(EXERCISE AIM)
The records below must be duplicated exactly, character for character.

(DATA FOR THIS TASK)
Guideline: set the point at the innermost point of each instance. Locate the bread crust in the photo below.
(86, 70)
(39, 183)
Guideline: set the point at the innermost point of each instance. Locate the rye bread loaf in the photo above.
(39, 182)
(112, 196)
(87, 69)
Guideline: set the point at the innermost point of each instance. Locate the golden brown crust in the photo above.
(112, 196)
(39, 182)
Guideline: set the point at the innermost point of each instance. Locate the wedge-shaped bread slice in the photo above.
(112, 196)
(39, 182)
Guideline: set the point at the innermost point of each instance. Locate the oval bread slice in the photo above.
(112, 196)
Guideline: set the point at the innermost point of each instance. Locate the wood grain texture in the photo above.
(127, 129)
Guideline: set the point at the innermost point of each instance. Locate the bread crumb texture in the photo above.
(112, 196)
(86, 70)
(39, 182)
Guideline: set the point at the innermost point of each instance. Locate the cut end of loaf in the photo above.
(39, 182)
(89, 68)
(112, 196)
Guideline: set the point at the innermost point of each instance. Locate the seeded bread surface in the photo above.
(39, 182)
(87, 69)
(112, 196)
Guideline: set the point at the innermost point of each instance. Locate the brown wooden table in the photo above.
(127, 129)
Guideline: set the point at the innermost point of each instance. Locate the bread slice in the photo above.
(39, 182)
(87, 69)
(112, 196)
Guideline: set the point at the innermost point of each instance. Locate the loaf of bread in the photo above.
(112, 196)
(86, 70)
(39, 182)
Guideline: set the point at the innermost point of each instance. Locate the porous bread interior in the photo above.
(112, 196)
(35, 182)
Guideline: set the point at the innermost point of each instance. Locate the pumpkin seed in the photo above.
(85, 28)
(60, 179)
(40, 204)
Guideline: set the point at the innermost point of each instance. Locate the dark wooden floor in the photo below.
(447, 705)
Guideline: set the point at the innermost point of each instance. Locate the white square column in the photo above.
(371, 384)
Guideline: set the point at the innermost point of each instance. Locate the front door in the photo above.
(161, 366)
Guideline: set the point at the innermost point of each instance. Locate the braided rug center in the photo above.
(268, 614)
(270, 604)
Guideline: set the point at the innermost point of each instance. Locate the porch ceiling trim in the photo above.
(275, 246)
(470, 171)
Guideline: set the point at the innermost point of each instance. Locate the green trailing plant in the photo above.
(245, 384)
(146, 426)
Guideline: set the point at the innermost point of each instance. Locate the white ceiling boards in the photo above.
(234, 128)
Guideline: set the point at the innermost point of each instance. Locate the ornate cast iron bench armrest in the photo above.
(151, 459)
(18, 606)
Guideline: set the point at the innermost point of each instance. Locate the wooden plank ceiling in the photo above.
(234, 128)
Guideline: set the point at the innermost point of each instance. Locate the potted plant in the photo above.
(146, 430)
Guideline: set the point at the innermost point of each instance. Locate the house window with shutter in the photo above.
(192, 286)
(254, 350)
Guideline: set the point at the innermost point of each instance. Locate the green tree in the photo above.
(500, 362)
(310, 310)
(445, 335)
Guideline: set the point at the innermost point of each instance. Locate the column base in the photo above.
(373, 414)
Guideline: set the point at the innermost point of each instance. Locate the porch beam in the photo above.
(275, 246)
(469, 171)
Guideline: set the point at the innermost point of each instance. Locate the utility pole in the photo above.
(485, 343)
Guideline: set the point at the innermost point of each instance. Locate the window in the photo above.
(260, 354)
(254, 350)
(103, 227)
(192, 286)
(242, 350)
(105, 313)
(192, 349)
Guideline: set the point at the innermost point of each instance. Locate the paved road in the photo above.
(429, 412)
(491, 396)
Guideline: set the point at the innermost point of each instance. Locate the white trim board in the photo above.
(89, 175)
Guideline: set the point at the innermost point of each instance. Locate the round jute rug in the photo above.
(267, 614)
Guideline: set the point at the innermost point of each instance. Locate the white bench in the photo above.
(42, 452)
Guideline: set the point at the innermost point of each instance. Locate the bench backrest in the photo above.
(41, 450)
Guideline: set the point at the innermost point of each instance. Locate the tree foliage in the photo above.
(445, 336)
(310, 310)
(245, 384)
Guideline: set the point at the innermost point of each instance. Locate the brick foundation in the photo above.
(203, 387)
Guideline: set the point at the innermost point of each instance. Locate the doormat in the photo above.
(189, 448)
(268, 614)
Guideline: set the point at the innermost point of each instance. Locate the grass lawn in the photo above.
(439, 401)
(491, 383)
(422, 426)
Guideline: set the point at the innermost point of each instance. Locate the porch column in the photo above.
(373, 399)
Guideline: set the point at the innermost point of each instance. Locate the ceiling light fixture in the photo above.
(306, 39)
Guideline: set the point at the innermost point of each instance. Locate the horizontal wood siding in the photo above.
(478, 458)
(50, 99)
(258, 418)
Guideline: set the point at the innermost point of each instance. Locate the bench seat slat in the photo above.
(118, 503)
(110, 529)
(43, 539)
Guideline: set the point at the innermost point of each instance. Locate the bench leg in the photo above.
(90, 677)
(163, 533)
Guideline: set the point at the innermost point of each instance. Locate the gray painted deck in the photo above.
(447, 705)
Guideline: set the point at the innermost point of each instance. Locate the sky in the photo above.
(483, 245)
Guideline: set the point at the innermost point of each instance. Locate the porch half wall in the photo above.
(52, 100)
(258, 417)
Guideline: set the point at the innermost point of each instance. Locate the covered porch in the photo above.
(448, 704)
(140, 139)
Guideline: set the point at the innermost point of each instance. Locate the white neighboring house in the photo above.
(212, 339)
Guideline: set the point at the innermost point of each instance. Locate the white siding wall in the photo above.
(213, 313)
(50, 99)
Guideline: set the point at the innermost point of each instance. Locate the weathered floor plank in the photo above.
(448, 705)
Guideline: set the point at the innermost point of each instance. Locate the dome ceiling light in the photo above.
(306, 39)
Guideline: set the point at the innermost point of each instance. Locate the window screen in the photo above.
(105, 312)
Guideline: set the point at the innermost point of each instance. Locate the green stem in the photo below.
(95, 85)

(WRITTEN SOLUTION)
Guideline: set the point at the innermost point of each instance. Locate the bread crust in the photo below.
(86, 70)
(39, 183)
Guideline: set the point at the innermost point of each instance. Locate the rye bread loaf in the photo above.
(39, 182)
(112, 196)
(87, 69)
Guideline: set the point at the innermost point of each instance. Locate the golden brown crust in the photo above.
(112, 196)
(39, 182)
Guideline: set the point at the innermost point of each instance. Locate the wedge-shaped bread slice in the photo above.
(112, 196)
(39, 182)
Guideline: set the point at the innermost point of each instance. Locate the oval bread slice in the photo above.
(112, 196)
Guideline: set the point at the innermost point of each instance. Locate the wood grain texture in the photo above.
(127, 129)
Guideline: set the point at the innermost point of each instance. Locate the bread crumb texture in the photo above.
(112, 196)
(86, 70)
(39, 182)
Guideline: set the point at the innermost point of each instance. Locate the cut end of loaf in the photo above.
(39, 182)
(89, 68)
(112, 196)
Guideline: set the point at the innermost point of each instance. Locate the seeded bread surface in the photo above.
(39, 182)
(87, 69)
(112, 196)
Guideline: set the point at the innermost point of each instance. Locate the brown wooden table in the photo above.
(127, 129)
Guideline: set the point at the innermost point of each instance. Locate the bread slice in the photo above.
(39, 182)
(87, 69)
(112, 196)
Guideline: set the point at the innermost point of each instance. Locate the loaf of bread in the photo above.
(112, 196)
(86, 70)
(39, 182)
Guideline: set the point at the innermost point of each instance. Locate the porous bread interior in the photo above.
(112, 196)
(35, 182)
Guideline: set the point at the innermost point of each instance. Locate the pumpkin seed in the photo above.
(85, 28)
(60, 179)
(40, 204)
Guideline: set the point at the innermost point of each instance. Locate the dark wooden floor in the photo below.
(447, 705)
Guideline: set the point at the innermost point of each instance. Locate the white square column in the photo above.
(371, 384)
Guideline: set the point at the innermost point of each instance. Locate the front door in the photo above.
(161, 366)
Guideline: set the point at the innermost point of each instance. Locate the braided rug center in the photo above.
(268, 614)
(270, 604)
Guideline: set the point at the innermost point of each instance. Locate the porch ceiling trim in the photo above.
(275, 246)
(470, 171)
Guideline: set the point at the innermost point of each instance. Locate the green trailing plant in the photo above.
(245, 384)
(146, 426)
Guideline: set the point at the innermost point of each instance. Locate the white ceiling boards in the photo above.
(234, 128)
Guideline: set the point at the innermost point of each instance. Locate the ornate cast iron bench armrest in the photo above.
(151, 459)
(18, 606)
Guideline: set the point at the innermost point of each instance. Locate the wooden plank ceiling in the photo above.
(234, 128)
Guideline: set the point at the innermost point of each instance. Locate the potted plant in the photo above.
(146, 430)
Guideline: set the point at the innermost point of each instance. Locate the house window with shutter in the photo above.
(192, 286)
(254, 350)
Guideline: set the point at the innermost point of each instance. Locate the green tree in the photo above.
(500, 362)
(310, 310)
(445, 335)
Guideline: set the point at the innermost point of each instance. Locate the column base in the photo above.
(373, 414)
Guideline: set the point at the innermost point of each instance. Locate the porch beam in the photo above.
(275, 246)
(469, 171)
Guideline: set the point at the innermost point of each instance. Locate the utility pole in the photo above.
(485, 343)
Guideline: set the point at the innermost point of each instance. Locate the window in the photo above.
(260, 354)
(254, 350)
(103, 227)
(192, 286)
(242, 350)
(105, 313)
(192, 349)
Guideline: set the point at the innermost point of each instance. Locate the paved road in the photo above.
(429, 412)
(491, 396)
Guideline: set the point at the innermost point of each instance. Locate the white trim board in the photo above.
(89, 175)
Guideline: set the point at the innermost point of each instance. Locate the round jute rug in the photo above.
(267, 614)
Guideline: set the point at the innermost point of each instance. Locate the white bench in the photo above.
(42, 452)
Guideline: set the point at the innermost point of each instance. Locate the bench backrest in the photo above.
(41, 450)
Guideline: set the point at the innermost point of each instance. Locate the tree foliage in the photo above.
(445, 336)
(310, 310)
(245, 384)
Guideline: set the point at the innermost point of each instance. Locate the brick foundation in the photo above.
(203, 387)
Guideline: set the point at the innermost point of each instance. Locate the doormat in the photo above.
(189, 448)
(268, 614)
Guideline: set the point at the innermost point of each instance. Locate the grass lawn in the photo above.
(439, 401)
(491, 383)
(422, 426)
Guideline: set the point at the innermost point of each instance. Locate the porch column in the photo above.
(373, 399)
Guideline: set the point at the innermost point of each instance. Locate the ceiling light fixture in the photo above.
(306, 39)
Guideline: set the point at the innermost point of each instance. Locate the horizontal wood siding in the photo above.
(478, 458)
(50, 99)
(258, 418)
Guideline: set the point at the innermost point of each instance. Locate the bench seat slat in the photo above.
(118, 503)
(110, 529)
(43, 539)
Guideline: set the point at the innermost point of each instance. Locate the bench leg in the photo above.
(90, 677)
(163, 533)
Guideline: set the point at the innermost point of each instance. Locate the gray painted deck in the photo above.
(447, 705)
Guideline: set the point at the innermost point of each instance. Locate the sky in the photo above.
(483, 245)
Guideline: set the point at the innermost point of each instance. Locate the porch half wall in the photo above.
(52, 100)
(258, 417)
Guideline: set the point at the innermost point of each instance. Locate the covered porch in the photo above.
(448, 704)
(140, 139)
Guideline: set the point at the innermost point of each instance. Locate the white neighboring house in the photo above.
(212, 339)
Guideline: set the point at the innermost point of each instance. Locate the white siding wall in the photo above.
(213, 313)
(50, 99)
Guideline: set the point at the innermost point of each instance. Locate the weathered floor plank in the photo above.
(448, 705)
Guideline: set the point at the innermost point of each instance. Locate the dome ceiling light in the photo above.
(306, 39)
Guideline: set the point at the innermost point of each instance. Locate the window screen in the photo above.
(105, 312)
Guideline: set the point at the innermost point of each instance. Locate the green stem in the photo below.
(95, 85)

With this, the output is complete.